--- Task material ---
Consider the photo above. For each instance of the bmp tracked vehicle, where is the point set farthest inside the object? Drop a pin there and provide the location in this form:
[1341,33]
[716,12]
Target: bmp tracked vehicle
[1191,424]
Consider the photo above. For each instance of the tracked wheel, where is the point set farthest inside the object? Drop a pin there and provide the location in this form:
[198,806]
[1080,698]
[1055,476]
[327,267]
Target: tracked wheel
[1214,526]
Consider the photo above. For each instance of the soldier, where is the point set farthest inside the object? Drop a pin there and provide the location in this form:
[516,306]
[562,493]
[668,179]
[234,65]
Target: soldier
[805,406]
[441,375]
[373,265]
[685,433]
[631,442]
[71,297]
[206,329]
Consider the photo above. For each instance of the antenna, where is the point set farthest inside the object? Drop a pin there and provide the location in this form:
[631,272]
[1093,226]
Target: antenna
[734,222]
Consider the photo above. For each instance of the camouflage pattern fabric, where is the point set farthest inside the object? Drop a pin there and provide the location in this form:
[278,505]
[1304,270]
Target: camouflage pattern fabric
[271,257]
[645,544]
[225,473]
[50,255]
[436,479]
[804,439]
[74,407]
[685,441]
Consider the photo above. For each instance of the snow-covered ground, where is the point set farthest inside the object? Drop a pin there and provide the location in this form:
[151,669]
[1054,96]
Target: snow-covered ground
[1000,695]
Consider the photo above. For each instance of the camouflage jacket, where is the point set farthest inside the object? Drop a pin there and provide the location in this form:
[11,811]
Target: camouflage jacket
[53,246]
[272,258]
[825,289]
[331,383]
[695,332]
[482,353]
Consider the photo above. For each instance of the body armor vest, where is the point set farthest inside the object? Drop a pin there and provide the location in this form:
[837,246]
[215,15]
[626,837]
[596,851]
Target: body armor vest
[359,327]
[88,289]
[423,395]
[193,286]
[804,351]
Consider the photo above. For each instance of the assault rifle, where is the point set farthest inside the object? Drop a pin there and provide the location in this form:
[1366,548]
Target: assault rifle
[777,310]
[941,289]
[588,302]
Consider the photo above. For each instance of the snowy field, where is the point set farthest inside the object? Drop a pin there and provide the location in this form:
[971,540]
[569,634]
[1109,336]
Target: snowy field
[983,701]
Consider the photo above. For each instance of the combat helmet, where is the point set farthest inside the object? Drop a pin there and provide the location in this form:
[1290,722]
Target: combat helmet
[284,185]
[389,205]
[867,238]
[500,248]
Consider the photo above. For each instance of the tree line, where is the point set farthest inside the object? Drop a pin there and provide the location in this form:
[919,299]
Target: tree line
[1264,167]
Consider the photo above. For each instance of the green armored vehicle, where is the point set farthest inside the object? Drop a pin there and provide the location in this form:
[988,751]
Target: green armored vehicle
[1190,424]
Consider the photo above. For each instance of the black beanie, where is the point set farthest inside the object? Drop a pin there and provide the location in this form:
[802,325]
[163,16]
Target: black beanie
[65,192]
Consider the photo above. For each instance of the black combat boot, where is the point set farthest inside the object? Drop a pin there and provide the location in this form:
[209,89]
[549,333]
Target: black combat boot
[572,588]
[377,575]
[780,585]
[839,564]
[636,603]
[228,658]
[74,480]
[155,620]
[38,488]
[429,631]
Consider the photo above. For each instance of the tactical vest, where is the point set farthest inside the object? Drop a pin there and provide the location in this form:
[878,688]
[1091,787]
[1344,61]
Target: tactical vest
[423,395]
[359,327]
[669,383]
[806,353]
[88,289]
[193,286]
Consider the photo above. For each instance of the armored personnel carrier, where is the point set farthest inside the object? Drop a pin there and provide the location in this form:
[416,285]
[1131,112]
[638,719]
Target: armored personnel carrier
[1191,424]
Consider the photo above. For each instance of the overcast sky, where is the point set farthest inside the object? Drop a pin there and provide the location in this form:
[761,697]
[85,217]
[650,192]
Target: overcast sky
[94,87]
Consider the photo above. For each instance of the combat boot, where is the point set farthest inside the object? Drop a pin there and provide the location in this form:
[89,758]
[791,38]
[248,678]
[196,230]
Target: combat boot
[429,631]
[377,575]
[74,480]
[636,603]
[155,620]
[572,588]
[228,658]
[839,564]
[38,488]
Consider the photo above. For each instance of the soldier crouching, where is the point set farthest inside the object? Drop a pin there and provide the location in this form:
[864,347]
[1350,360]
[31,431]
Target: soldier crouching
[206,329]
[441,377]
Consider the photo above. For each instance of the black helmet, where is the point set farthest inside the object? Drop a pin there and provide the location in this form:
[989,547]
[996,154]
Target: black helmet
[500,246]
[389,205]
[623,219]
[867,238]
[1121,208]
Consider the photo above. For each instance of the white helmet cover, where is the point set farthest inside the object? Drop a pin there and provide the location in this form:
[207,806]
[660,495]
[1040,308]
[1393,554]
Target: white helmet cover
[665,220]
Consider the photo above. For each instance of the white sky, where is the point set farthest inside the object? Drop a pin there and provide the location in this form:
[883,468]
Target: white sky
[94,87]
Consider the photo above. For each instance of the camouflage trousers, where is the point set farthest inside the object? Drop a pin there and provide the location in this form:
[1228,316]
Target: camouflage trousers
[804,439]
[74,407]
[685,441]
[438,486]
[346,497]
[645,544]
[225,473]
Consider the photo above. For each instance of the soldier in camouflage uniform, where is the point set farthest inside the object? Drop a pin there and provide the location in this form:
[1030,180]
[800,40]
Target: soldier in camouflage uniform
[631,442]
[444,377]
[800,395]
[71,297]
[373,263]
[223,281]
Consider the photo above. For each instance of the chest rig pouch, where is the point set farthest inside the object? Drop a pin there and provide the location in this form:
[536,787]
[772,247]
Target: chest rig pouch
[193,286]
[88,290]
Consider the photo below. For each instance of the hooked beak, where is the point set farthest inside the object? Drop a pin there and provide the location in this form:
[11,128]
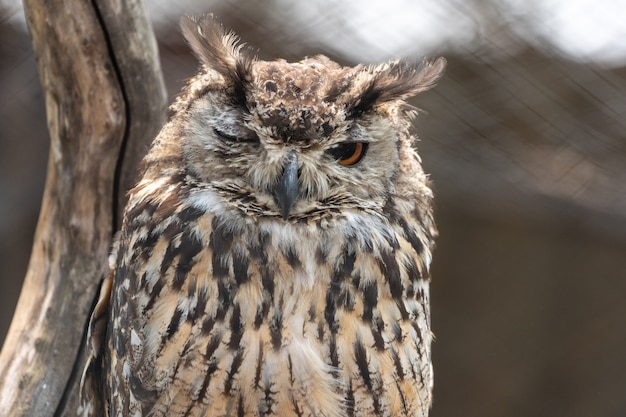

--- Task ---
If a record contains a picture, leave the picture out and retype everything else exactly.

--- Exercise output ---
Consider the photo above. For each instance of the bmp tracked vehicle, where is the point set farthest inside the object? Drop a pin there and provide the location in this form:
[1341,33]
[716,12]
Target: bmp tracked vehicle
[1191,424]
Consider the photo above. For each instance of the tracked wheel, where is the point set farthest inside the object? Drop a pin there and provide the location in this form:
[198,806]
[1080,698]
[1055,476]
[327,267]
Target: tracked wheel
[1214,526]
Consider the photo above. For each instance of the soldier, where is the point set farthest inside the object? Drop a pin there and provide the location in this form:
[516,306]
[562,493]
[668,179]
[234,65]
Target: soldier
[805,406]
[441,375]
[373,265]
[685,433]
[631,442]
[71,297]
[206,329]
Consider the photo above. For each instance of the antenna, where is the point set farthest inside the object? Drop a pin there and provide the location in this form:
[631,272]
[1093,226]
Target: antenna
[734,222]
Consider the photo above. For each instance of the camouflage pattern fabric, where is the point set farthest inside the object? Drop a pin there and provide the location in this form:
[278,505]
[1304,270]
Target: camouflage pattern fabric
[271,257]
[645,544]
[225,473]
[50,255]
[436,479]
[804,439]
[74,407]
[685,441]
Consider the photo above. For each instance of the snow-covered ground, where is the point set farthest inside the object? Drop a pin there and provide the location in this form:
[151,669]
[1054,96]
Target: snow-covered ground
[1000,695]
Consider the photo above. For each instance of the camouflage jacket, where is the point set farthest inside the object? Drop a pin there and provide the location in this form:
[11,811]
Target: camouflage jacket
[53,246]
[272,258]
[825,289]
[331,383]
[695,332]
[482,353]
Consider the photo above. For each instance of the body armor vest, where is the point set farthest inside the object? Drop a pin there and provide the location in this form:
[837,246]
[215,15]
[626,837]
[596,851]
Target: body armor vest
[359,327]
[88,289]
[423,395]
[193,286]
[804,351]
Consider the photo above. For each instance of the assault rifle, where is the point set farthest inside the object? Drop a pin there and provide the location in this form:
[1366,548]
Target: assault rifle
[777,310]
[941,289]
[588,302]
Consider the photo above. For each instance of the snowy field, where is the point set farthest inside the object? Drop a pin there and provide the location in this form:
[971,540]
[569,634]
[1109,336]
Target: snowy field
[983,701]
Consider the photo above. For each instance of the combat helmet, where is the point set farthest inside the object? Drop a pin there and provide the location in this form:
[1290,722]
Target: combat helmet
[284,185]
[389,205]
[867,238]
[500,248]
Consider the photo above. For each instance of the tree line, where is the point set farthest inside the object? Drop a pin there and provide the location in this form:
[919,299]
Target: tree line
[1264,167]
Consider the photo above. For each instance of the green armored vehicle, where is the point set farthest inside the object? Drop a pin there and provide the location in this form:
[988,751]
Target: green armored vehicle
[1190,424]
Consider the photo above. For each instance of the black beanie, where is the point set farthest inside the object? Drop a pin there and provide the location in this form:
[802,325]
[163,16]
Target: black beanie
[65,192]
Consider the photo above. For each instance of the black combat boot, where is the point set farthest inside the object? Drop a pin there and provide the location in this form:
[209,89]
[549,333]
Target: black combat boot
[572,588]
[377,575]
[780,585]
[839,564]
[636,603]
[228,658]
[74,480]
[155,620]
[38,488]
[429,631]
Consider the photo above. For each instance of the tactical vest, where is the point set farthest inside the object? Drop a pin there and provide the location in this form:
[878,688]
[1091,787]
[1344,61]
Target: tactical vest
[423,395]
[359,327]
[669,383]
[806,353]
[88,289]
[193,286]
Consider the photo above. For each instance of the armored personnel carrier, where is the point set farthest inside the object? Drop a pin there and provide the location in this form:
[416,285]
[1131,112]
[638,719]
Target: armored personnel carrier
[1191,424]
Consider the photo above. For each instance of the overcast sky, where is the point set farthest inside the object? Drop a pin there and provide the location in this form:
[761,697]
[85,217]
[650,192]
Target: overcast sky
[94,87]
Consider the photo above. For each instance of the combat boot, where is the point set farthest inside the object? Drop a pin there and provide the location in this form:
[89,758]
[791,38]
[248,678]
[196,230]
Target: combat boot
[429,631]
[377,575]
[74,480]
[636,603]
[155,620]
[572,588]
[228,658]
[839,564]
[38,488]
Consider the photo above. For each instance of the soldier crouching, where is the point set farthest inside the object? Drop a pin there and provide the location in this form:
[864,347]
[1350,360]
[31,431]
Target: soldier crouching
[206,329]
[441,377]
Consider the photo above. For each instance of the black helmet, where is the point set farthest inside the object? Drop a pin there and provide the location in this form:
[989,547]
[996,154]
Target: black helmet
[500,246]
[389,205]
[623,219]
[867,238]
[1121,208]
Consider the photo above. For each instance of the white helmet cover, where is the point set farthest inside the object? Drop a pin there and provide the location in this form:
[207,806]
[660,495]
[1040,308]
[1393,554]
Target: white helmet cover
[665,220]
Consider the photo above. For each instance of the white sky, where is the point set farthest inside the object? Drop a pin there and provide the location in this form:
[883,468]
Target: white sky
[94,87]
Consider the photo above. For each instance of the camouflage trousers, where is the point set farthest inside the object? Drop a pin there and provide the location in this form:
[1228,316]
Target: camouflage trousers
[804,439]
[74,407]
[685,441]
[438,486]
[346,497]
[645,544]
[225,473]
Consider the photo above. For each instance of the soldier in camouflage uniform, where is the point set farthest inside the object? Drop a pin there and provide the location in this form:
[1030,180]
[800,40]
Target: soldier in camouflage uniform
[631,442]
[444,377]
[800,395]
[71,297]
[373,263]
[223,281]
Consider the photo above. For each instance of the chest rig pouch, where is the point set farthest inside the object? Drop a pin there and provide the location in this form:
[536,787]
[772,247]
Target: chest rig pouch
[193,286]
[88,290]
Consider the photo below. For each instance of the hooked beak, where is the point set farthest inside the object? Drop a pin there and provide the location in this form:
[11,128]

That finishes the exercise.